Work to do: How many lines in the records below contain the word "green"? Reply with the number alone.

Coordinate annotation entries
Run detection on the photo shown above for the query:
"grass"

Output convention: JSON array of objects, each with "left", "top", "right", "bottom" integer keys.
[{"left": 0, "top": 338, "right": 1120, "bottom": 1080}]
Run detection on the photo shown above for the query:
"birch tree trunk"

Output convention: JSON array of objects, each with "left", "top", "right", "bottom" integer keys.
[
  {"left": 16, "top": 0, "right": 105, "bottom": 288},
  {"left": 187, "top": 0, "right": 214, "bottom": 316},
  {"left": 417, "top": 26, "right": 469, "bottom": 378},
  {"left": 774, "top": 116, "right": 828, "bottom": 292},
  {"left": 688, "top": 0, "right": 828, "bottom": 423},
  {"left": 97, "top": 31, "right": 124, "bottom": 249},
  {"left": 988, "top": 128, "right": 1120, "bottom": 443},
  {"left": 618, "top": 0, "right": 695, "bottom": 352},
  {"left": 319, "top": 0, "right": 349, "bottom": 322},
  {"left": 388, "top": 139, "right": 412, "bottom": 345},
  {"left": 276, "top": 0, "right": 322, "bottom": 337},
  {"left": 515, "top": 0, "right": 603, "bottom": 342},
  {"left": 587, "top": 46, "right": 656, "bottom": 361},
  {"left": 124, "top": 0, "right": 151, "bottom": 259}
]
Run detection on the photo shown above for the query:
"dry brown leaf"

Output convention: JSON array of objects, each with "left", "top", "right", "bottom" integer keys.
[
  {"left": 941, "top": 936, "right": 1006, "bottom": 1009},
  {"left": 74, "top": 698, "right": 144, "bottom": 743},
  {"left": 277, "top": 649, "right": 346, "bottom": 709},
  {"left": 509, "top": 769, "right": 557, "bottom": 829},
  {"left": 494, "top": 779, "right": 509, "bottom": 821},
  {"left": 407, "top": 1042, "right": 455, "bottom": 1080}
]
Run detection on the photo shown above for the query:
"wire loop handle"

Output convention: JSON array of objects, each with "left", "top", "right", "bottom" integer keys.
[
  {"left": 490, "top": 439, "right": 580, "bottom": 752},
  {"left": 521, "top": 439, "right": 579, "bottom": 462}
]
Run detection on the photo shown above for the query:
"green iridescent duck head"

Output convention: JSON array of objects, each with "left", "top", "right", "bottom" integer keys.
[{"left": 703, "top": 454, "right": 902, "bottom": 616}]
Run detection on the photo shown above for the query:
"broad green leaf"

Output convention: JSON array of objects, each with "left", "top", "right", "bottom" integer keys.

Completed task: 2